A mention of the name Anthony Mann in a room full of cinephiles will undoubtedly be met with breathless enthusiasm. In fact, I can think of few directors as roundly evangelized by that most discerning community than Mann, best known for his series of Westerns with James Stewart in the 1950s. Mention the name to the uninitiated, however, and expect little to no recognition of this director responsible for some of the most important and influential films of the 1940s and 1950s.
This cultural neglect is likely due to the relative indifference with which the director was regarded by top American critics in his prime. The great Andrew Sarris, for one, offered only backhanded praise when he wrote in 1963, “Anthony Mann is a style without a theme. His Westerns are distinguished by some of the most brilliant photography of exteriors in the history of American cinema, yet it is impossible to detect a consistent thematic pattern in his work.” Meanwhile, the French critics at Cahiers du Cinema were picking up on what those fervent cinephiles now regard as the Gospel Truth—that it was Mann who, while working in the firmly regimented Western and film noir genres, imbued his male protagonists with a depth of psychology, humanity, and individualism theretofore unseen at the movies. Of the director, Cahiers’ André Bazin wrote in 1956, “Anthony Mann watches his heroes struggle and suffer, with tenderness and sympathy. He finds their violence beautiful because it is human…”
I came to know Anthony Mann through his early film noir work of the 1940s. Being fortunate enough to attend a university with an exhaustive film collection, I spent countless afternoons and evenings holed up in library screening booths with films like T-Men, Strange Impersonation, Raw Deal, Railroaded!, and Desperate. These films from Mann’s first era are unquestionably part of the noir genre’s rank and file; 75 to 90 minute bursts of instantly recognizable crime tropes. A heist goes bad. An innocent man is framed. A double cross, a shootout, a femme fatale. Within this formulaic context, though, you can see Mann developing his sense of characterization. The innocent boys next door framed for the jobs gone bad turn to cocksure antiheroes bent on personal vengeance and vindication.

========================

-- PROBLEMS --
A: Copy the passage about Anthony Mann word for word, everything from "I came to know" down to "vengeance and vindication.".
B: Carry on the essay about Anthony Mann's films from the point where it stops.

-- DATASET ROWS --
========================

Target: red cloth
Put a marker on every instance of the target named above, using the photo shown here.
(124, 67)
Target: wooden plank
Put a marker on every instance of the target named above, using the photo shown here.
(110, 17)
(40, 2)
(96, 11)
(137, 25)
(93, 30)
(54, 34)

========================

-- OUTPUTS --
A:
I came to know Anthony Mann through his early film noir work of the 1940s. Being fortunate enough to attend a university with an exhaustive film collection, I spent countless afternoons and evenings holed up in library screening booths with films like T-Men, Strange Impersonation, Raw Deal, Railroaded!, and Desperate. These films from Mann’s first era are unquestionably part of the noir genre’s rank and file; 75 to 90 minute bursts of instantly recognizable crime tropes. A heist goes bad. An innocent man is framed. A double cross, a shootout, a femme fatale. Within this formulaic context, though, you can see Mann developing his sense of characterization. The innocent boys next door framed for the jobs gone bad turn to cocksure antiheroes bent on personal vengeance and vindication.

B:
And it is precisely the personal aspect of these characters’ motivations that figures so prominently in Mann’s later Western films. An Anthony Mann hero trusts no one, and, more so, trusts no institution. Mann’s protagonists are most often on the run from the cops and the hoods, the Indians and the cavalry, the sheriff and the ranch baron. His men are indeed islands. The emergence of this trait in Mann’s noir era is summed up pointedly in Railroaded! (1947). When Steve Ryan, who’s been framed for a botched beauty salon robbery that also leaves a police officer dead, is pressed by investigators as to what he’s done with the $5,000 taken in the heist, he caustically (and hilariously) taunts the cops by responding that he “spent $1,000 on beer, bought bubblegum with the rest.” The infuriated investigator then asks, “Do you think it’s funny to kill a man?” Ryan coldly replies, “No, not even a cop.”
Mann’s noir films so impressed Jimmy Stewart that the actor handpicked the director to replace Fritz Lang at the helm of 1950’s Winchester ’73. In Stewart, Mann found his perfect aesthetic vehicle. The actor’s expressive countenance, gruff cadence, and acerbic demeanor provided the ideal canvas on which Mann could paint his driven, tormented men. The two paired for five wildly influential films—Winchester ’73, Bend of the River (1952), The Naked Spur (1953), The Far Country (1954), and The Man From Laramie (1955)—and each stands among the best of the storied genre.
The famous saying holds that there are but two stories—a man goes on a journey, or a stranger comes to town. This maxim holds particularly true of Mann’s work with Stewart. In each of the pair’s collaborations, Stewart plays a man preternaturally driven to avenge a personal injustice from his past. The Man From Laramie, their final, and best, film together, finds Stewart as the stranger, Will Lockhart, who shows up in the town of Coronado with a wagon full of supplies for a local merchant, but also with an eye towards uncovering the circumstances surrounding his brother’s murder at the hands of the Apache. On his way out of town, Lockhart stops at some salt flats to load his wagons for the return trip to Laramie. When Dave Waggoman, the son of the local ranch baron who owns the salt flats, discovers Lockhart on his land he burns Lockhart’s wagons, shoots his mules, and delivers a hearty beating to Lockhart himself. It’s not long until Lockhart discovers a connection between Waggoman and the smuggling of repeating rifles to the Apaches.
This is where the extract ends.